#### [Exercise goal]
Each record below is to be copied word for word, with pictures removed.

#### [Supplied material]
━━━
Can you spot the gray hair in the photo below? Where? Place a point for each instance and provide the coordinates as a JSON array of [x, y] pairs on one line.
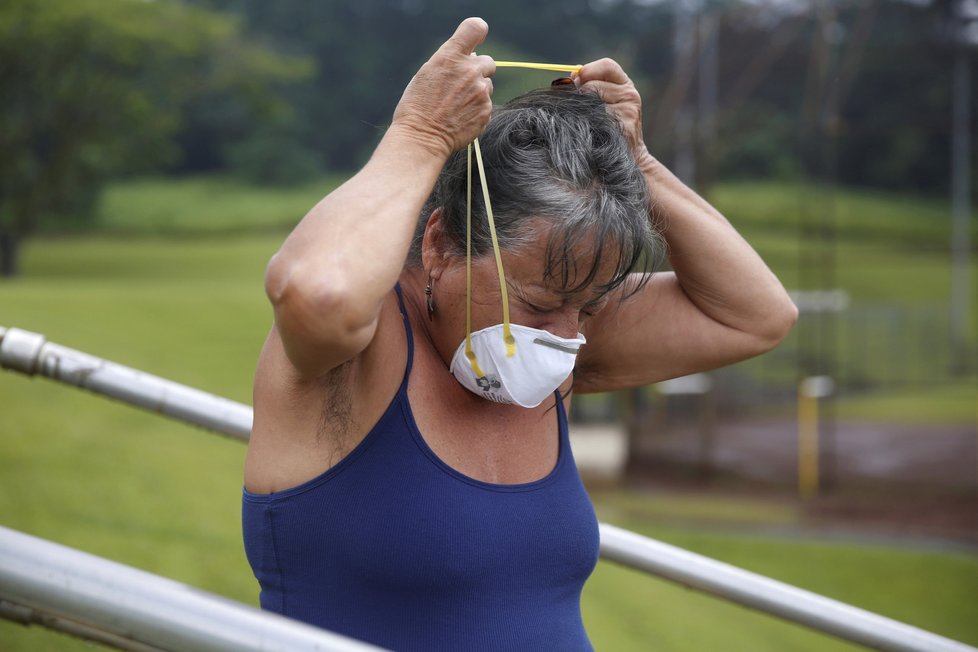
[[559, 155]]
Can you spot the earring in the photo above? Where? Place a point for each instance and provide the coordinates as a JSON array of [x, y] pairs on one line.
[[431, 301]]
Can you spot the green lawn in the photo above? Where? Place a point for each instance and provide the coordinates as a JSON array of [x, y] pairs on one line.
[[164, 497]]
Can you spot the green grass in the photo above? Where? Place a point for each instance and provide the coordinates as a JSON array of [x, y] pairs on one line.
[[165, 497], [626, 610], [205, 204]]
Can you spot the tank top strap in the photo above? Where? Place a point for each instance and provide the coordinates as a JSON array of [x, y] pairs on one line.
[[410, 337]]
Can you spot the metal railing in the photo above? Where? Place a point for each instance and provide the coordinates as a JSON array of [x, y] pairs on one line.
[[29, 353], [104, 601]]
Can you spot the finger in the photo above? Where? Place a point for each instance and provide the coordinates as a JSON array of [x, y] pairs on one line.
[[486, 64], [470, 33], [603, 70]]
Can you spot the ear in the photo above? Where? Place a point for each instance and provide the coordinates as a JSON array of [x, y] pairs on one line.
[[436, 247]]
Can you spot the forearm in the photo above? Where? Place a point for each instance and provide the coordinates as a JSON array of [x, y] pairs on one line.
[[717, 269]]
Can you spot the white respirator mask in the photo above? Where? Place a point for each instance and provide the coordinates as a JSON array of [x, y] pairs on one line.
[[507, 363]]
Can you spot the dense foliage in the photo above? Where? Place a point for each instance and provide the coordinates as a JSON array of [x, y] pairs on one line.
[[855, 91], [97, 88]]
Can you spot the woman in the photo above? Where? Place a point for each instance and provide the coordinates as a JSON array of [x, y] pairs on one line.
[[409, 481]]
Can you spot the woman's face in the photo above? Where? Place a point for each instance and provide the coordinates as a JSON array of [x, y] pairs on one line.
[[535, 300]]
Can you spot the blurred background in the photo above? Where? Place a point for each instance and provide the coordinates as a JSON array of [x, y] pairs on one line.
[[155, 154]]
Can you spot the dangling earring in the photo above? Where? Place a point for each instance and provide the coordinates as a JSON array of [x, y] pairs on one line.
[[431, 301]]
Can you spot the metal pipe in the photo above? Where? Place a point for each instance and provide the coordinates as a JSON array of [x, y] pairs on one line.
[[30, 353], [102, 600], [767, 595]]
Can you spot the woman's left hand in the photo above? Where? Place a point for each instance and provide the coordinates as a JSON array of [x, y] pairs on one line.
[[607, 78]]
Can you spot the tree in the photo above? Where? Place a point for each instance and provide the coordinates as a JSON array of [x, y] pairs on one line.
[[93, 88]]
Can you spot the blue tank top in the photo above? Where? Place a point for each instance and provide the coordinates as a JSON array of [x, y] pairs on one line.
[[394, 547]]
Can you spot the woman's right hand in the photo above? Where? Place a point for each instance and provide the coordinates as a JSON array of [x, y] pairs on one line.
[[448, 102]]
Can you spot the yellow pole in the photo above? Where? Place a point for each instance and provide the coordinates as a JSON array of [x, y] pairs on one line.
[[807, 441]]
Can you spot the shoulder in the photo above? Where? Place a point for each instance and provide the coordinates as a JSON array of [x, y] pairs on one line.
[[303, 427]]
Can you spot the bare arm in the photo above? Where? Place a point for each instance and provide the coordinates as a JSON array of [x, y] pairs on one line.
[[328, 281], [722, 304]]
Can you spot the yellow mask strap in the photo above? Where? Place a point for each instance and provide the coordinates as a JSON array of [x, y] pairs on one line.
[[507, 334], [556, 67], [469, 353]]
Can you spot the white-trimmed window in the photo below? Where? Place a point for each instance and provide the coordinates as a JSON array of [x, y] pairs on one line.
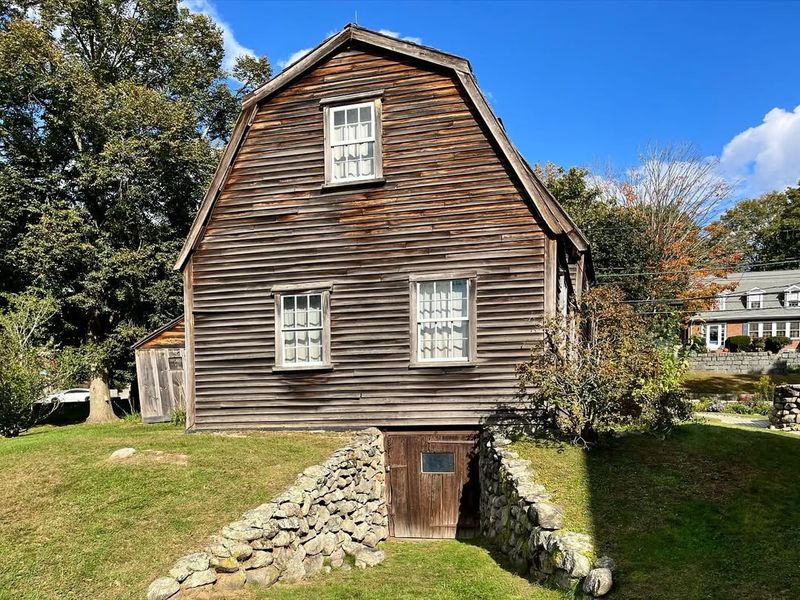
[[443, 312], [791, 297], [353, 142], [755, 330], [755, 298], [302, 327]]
━━━
#### [Your response]
Can you spot the gray hair in the photo below? Where? Place a point for each instance and provide the coordinates as a JSON array of [x, y] pairs on one line.
[[559, 155]]
Can you spot the earring in the photo above? Where? Place a point for each instance and provide the coordinates as a JSON array of [x, y] pairs on one line.
[[431, 301]]
Can you spot the green lawn in the photo above? Where? Place a point for each instance and provide the coordinates as a JSON array of [x, y] pairs on one line.
[[164, 497]]
Can you spot the green grass in the photo above? Where? Place a point for each instance and provide the coordinates as a JSON array of [x, y] pairs on one line.
[[165, 497], [626, 610], [205, 204]]
Can you spot the tank top strap in the photo above? Where? Place a point for each instance and provide the coordinates as a JSON array of [x, y] pairs on one line.
[[410, 337]]
Can you spot the metal railing in the photo above? Where? Place a point for each instance and provide the coordinates as a JSON array of [x, y] pairs on one line.
[[29, 353], [104, 601]]
Can you spot the finger in the photo above? Where? Place a point for each instance and provide the coordinates as a JSON array of [x, y] pairs on one line.
[[486, 64], [470, 33], [603, 70]]
Can you spot the ear in the photo above? Where? Place a point for each instance and provide the coordinates as a JSON array of [x, y] pairs on one line.
[[436, 247]]
Can you spot the forearm in the photo above? Where? Place a point for each instance and provide the coordinates as a JSON array of [x, y] pairs on one line.
[[717, 269]]
Can you spot the white respirator mask in the photo above? Where? Place a point for each instance and provide the coordinates as a JSON array of [x, y] pairs on one line.
[[507, 363]]
Can you spot the dense foliage in the photo above? Where? Place a point for each instance and provide the coordinates as a JSON array of [x, y] pairs on one line.
[[855, 91], [97, 88]]
Can you spot the woman in the photo above? Where? Place a point for each instance and provide the coordinates as a JSON array of [x, y] pairs on one line.
[[409, 481]]
Can you spot the woman's face in the photo above? Where? Place a point for each instance and provide the coordinates as a JSON array of [x, y] pairs on one line.
[[535, 300]]
Can you spot the blurred background in the photo above? Where? Place a point for each instance and provide the coordinates as a JSON array of [x, y] pairs on one line.
[[155, 154]]
Can you spot the dangling earring in the photo above? Where? Place a point for each instance and provide the coordinates as a JSON array of [x, y] pairs on one line.
[[431, 301]]
Can you spot the metal pipe in the photo above? Where? Place a point for each instance and provide the coordinates as a JSON array of [x, y] pairs on one line.
[[30, 353], [102, 600], [767, 595]]
Can you spot the woman's left hand in the photo above? Where? Place a point for each instance and provide the coordinates as a JSON array of [x, y] pairs on one line.
[[607, 78]]
Can you spot the tree in the photo above? Where? Place a point for each instance and provide the coordinates as a JSON array of [x, y] pairs on one line.
[[93, 88]]
Can you spot the blue tank top in the photo above? Where? Place a point for each instance and provide the coordinates as a JSON array of [x, y] pairs on one line.
[[394, 547]]
Can you spot the woman's right hand in the photo above? Where? Place a point for each instance and provide the coordinates as a JSON array of [x, y] pairs on one line.
[[448, 102]]
Can you spot the yellow pole in the photo above? Where? Place a point for each instance and provide the coordinates as a JSON array of [x, y] pairs on one line.
[[807, 441]]
Can you spot the shoulder in the photo above? Where? Place a point for each instance and provide the coordinates as a JSON array of [x, y] pairs on one line.
[[303, 427]]
Can you spot the bare arm in the photo above? Where? Place a point for each instance and provide the coordinates as a JSON array of [x, y] pairs on one line.
[[328, 281], [722, 304]]
Can you spot the yellow mask strap in the photo above? Where? Place a point for each instance and provide the coordinates as a JSON array of [x, y] pairs on one line.
[[507, 334], [556, 67], [469, 353]]
Can you spot the white-trimmed window in the photo below? Where? Place a point for each instance and provide the coordinates as a JSON array of [x, y] pairs on one line.
[[443, 312], [791, 297], [353, 142], [755, 330], [755, 298], [302, 327]]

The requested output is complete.